§ EXERCISE: The data below is to be repeated in full, exactly as shown.

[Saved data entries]
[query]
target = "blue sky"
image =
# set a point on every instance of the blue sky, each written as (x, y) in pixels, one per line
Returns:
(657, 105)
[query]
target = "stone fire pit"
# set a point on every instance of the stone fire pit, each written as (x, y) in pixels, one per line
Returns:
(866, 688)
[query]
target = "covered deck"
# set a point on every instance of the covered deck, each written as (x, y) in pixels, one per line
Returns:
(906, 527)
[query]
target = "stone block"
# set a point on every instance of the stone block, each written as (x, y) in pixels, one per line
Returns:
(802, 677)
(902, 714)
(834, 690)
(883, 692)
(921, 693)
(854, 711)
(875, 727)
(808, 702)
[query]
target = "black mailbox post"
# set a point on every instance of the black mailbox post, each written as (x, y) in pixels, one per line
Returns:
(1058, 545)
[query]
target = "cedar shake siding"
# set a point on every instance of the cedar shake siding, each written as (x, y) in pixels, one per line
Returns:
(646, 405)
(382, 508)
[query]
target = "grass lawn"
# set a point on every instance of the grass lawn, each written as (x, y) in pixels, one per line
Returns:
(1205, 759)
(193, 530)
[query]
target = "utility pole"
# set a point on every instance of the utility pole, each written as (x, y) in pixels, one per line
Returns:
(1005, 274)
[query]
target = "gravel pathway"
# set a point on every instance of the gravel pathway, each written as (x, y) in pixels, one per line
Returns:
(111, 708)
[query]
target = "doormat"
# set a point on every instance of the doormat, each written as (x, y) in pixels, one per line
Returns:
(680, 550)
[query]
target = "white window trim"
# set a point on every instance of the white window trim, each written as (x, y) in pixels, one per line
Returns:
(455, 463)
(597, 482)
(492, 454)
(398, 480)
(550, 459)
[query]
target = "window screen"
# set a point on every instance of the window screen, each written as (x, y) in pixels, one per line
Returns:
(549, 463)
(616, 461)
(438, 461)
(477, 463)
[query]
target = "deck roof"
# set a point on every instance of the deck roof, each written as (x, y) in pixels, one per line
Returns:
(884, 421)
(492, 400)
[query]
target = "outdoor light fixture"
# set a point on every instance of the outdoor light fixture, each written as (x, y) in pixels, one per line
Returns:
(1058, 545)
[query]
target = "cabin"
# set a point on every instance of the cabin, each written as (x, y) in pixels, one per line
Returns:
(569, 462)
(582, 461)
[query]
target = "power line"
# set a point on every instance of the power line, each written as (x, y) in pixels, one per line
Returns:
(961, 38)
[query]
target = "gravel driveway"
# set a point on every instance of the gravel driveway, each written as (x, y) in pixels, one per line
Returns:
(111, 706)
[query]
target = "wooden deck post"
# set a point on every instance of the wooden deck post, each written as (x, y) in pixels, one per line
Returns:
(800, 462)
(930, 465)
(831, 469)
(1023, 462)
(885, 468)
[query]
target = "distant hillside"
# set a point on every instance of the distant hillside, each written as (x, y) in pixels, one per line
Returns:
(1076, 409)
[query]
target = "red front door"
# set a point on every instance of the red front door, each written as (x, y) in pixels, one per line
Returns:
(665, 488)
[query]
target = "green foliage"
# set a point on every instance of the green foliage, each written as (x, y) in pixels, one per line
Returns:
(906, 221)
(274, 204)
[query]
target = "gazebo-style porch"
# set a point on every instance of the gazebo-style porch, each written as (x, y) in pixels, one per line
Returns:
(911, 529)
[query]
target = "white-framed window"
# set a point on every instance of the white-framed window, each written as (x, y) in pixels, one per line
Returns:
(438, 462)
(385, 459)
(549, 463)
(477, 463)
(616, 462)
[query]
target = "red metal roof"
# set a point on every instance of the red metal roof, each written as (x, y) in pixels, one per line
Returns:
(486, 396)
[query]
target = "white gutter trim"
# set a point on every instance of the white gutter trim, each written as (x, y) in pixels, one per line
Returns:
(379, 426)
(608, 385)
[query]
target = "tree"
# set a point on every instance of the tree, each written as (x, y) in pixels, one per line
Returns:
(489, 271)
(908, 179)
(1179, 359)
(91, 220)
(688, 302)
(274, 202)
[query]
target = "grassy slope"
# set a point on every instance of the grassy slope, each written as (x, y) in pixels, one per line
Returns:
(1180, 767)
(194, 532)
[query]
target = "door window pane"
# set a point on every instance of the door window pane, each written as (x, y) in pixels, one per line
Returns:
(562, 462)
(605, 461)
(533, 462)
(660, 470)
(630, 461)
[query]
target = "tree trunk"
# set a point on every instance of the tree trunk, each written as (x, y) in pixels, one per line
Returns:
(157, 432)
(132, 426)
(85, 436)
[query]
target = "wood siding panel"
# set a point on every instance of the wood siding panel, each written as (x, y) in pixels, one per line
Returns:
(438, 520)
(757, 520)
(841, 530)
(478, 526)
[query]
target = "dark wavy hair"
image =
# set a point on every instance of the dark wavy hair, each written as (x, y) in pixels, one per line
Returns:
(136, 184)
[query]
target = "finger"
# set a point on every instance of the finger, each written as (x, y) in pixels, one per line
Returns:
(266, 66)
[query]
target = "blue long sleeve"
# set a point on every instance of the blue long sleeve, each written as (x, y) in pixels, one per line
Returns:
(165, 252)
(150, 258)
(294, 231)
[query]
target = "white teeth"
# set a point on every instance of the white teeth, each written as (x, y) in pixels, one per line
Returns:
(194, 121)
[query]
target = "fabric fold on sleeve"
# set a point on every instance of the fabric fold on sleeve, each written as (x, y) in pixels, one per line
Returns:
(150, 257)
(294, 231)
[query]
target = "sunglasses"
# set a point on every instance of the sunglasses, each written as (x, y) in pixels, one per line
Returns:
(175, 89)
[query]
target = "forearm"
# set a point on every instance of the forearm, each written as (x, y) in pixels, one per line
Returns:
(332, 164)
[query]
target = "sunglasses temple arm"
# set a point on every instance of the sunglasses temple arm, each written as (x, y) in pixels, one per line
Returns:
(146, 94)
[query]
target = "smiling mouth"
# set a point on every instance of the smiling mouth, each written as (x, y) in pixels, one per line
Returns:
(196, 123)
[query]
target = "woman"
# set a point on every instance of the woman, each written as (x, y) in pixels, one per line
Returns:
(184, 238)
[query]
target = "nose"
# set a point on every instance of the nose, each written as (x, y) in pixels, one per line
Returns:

§ TASK OUTPUT:
[query]
target = "blue sky"
image =
# set a point on every instance of the blue sky, each written as (x, y) in pixels, one per line
Returns:
(657, 105)
[query]
target = "stone fire pit"
# set a point on every instance of the stone fire pit, each written as (x, y) in pixels, one per line
Returns:
(866, 688)
[query]
target = "covered deck"
# set a point on every instance of the covered deck, each written as (x, y) in pixels, one per line
Returns:
(906, 527)
[query]
target = "stone block"
# set a point on every instance of the stone block, each written as (x, y) in pixels, one per line
Returns:
(802, 677)
(902, 714)
(834, 690)
(883, 692)
(921, 693)
(854, 711)
(875, 727)
(808, 702)
[query]
target = "black mailbox post"
# set a point on every instance of the black mailbox post, each written as (x, y) in pixels, one per line
Returns:
(1058, 545)
[query]
target = "cedar shake siding"
# set a point on every instance of the cedar shake siding, each written as (x, y) in pixels, one per line
Returns:
(646, 405)
(382, 508)
[query]
target = "grass lawn"
# set a point on every instance of the grass lawn, each written as (x, y) in pixels, one per line
Returns:
(1205, 759)
(193, 530)
[query]
target = "utility pole"
# set a point on every instance of the utility pole, each written as (x, y) in pixels, one per line
Returns:
(1005, 274)
[query]
target = "gravel pathway"
# set a point on every instance of the gravel pathway, each written as (x, y) in pixels, one per line
Returns:
(111, 708)
[query]
target = "doormat"
# set a point on every instance of the doormat, each written as (x, y) in pixels, one per line
Returns:
(680, 550)
[query]
target = "white window trim"
# set a point on every instance of the white window trim, each written as (x, y) in pixels, one per line
Returns:
(455, 463)
(597, 482)
(492, 454)
(398, 480)
(550, 459)
[query]
target = "window screen"
# set a point on every instance of the window screen, each written as (x, y) in pixels, one per line
Returns:
(549, 463)
(616, 461)
(438, 461)
(477, 463)
[query]
target = "deck roof"
# set a point on every instance of the deck roof, each written as (x, y) in pixels, one per line
Returns:
(884, 421)
(492, 400)
[query]
target = "outdoor light fixture"
# set a point on every instance of the outdoor light fixture, each written as (x, y) in pixels, one per line
Returns:
(1058, 545)
[query]
target = "cabin"
# set a point on every instance of the cabin, each written as (x, y) in pixels, one per line
Returns:
(569, 462)
(582, 461)
[query]
target = "power line"
# set a point on every instance of the power line, each written as (x, y) in pixels, one per line
Returns:
(961, 38)
[query]
target = "gravel driveway"
# set a point on every instance of the gravel driveway, each written as (x, y) in pixels, one per line
Returns:
(111, 706)
[query]
target = "wooden deck post"
# set a point on every instance of the wooden deck post, each written as (x, y) in pixels, one per line
Returns:
(800, 462)
(930, 465)
(831, 469)
(1023, 462)
(885, 468)
[query]
target = "distant hillside"
# set a point on every instance of the distant hillside, each written as (x, y) in pixels, one per line
Returns:
(1076, 409)
[query]
target = "red front door"
# set a point on every instance of the red front door, each written as (x, y) in pixels, one per line
Returns:
(665, 488)
[query]
target = "green foliage"
# set a point on every instance of the green foliage, each written as (x, y) in pixels, one per line
Returns:
(906, 221)
(274, 204)
[query]
target = "gazebo-style porch"
# set a point on every instance of the gazebo-style porch, each written as (x, y) in pixels, one per line
Returns:
(911, 529)
[query]
target = "white-framed window"
# set a point on every instance of the white-framed window, each written as (x, y) in pixels, one per line
Returns:
(438, 462)
(385, 459)
(549, 463)
(477, 463)
(616, 462)
[query]
target = "red metal roof"
# set a point on every instance of the red metal roof, each written as (x, y) in pixels, one per line
Returns:
(486, 396)
[query]
target = "white gutter trim"
# set a point on every instance of the white gutter trim, each written as (x, y) in pixels, one per line
Returns:
(379, 426)
(608, 385)
[query]
target = "tree"
# set a point on every instance of the tree, each written as (x, y) in pixels, one per line
Returns:
(489, 271)
(908, 179)
(1179, 359)
(91, 220)
(688, 302)
(274, 202)
[query]
target = "grassy slope"
# set a point on every instance of the grassy slope, each written as (x, y) in pixels, one per line
Returns:
(1180, 767)
(194, 532)
[query]
target = "door window pane"
# set a point on every instance of the door window pane, each written as (x, y) in pixels, one per line
Returns:
(562, 462)
(605, 461)
(533, 462)
(660, 470)
(630, 461)
[query]
target = "tree trunk"
# set a point on every instance of the tree trunk, each written as (x, y) in pixels, one per line
Returns:
(157, 432)
(132, 426)
(85, 436)
[query]
target = "wood siding panel"
# set a point on every instance of the wood siding panel, each written as (x, y) in pixels, one per line
Returns:
(438, 520)
(757, 520)
(841, 530)
(478, 526)
[query]
target = "dark wavy hair"
image =
# set a point on every instance of the dark wavy hair, each written as (x, y) in pixels, one per line
Returns:
(136, 184)
[query]
target = "finger"
# set a point on every instance of the finger, each written as (x, y) in pixels, one per line
Returns:
(266, 66)
[query]
target = "blue long sleeve"
# set a point on every instance of the blue long sleeve, each written as (x, y) in pixels, one per line
Returns:
(165, 252)
(150, 258)
(294, 231)
[query]
target = "white teeth"
# set a point on every instance of the white teeth, each written as (x, y) in pixels, one per line
Returns:
(194, 121)
[query]
target = "fabric fold on sleeve"
# set a point on every instance of the fabric fold on sleeve, each written as (x, y) in pixels, one per line
Returns:
(150, 257)
(294, 231)
[query]
target = "sunglasses"
# set a point on every instance of the sunglasses, each written as (x, y) in pixels, one per line
Returns:
(175, 89)
[query]
target = "forearm"
# set a point on every instance of the forearm, each written as (x, y) in pixels, one per line
Returns:
(332, 164)
[query]
target = "sunglasses temple arm"
# set a point on every instance of the sunglasses temple arm, each written as (x, y) in pixels, one per line
Returns:
(146, 94)
[query]
target = "smiling mouth"
# set a point on every instance of the smiling mouth, each written as (x, y) in pixels, one per line
Returns:
(196, 123)
[query]
target = "woman"
# set a point on every instance of the woman, each written as (x, y) in pixels, one per line
Returns:
(184, 238)
[query]
target = "nose"
# set a point on every instance of the nose, each written as (x, y) in pixels, one per line
Returns:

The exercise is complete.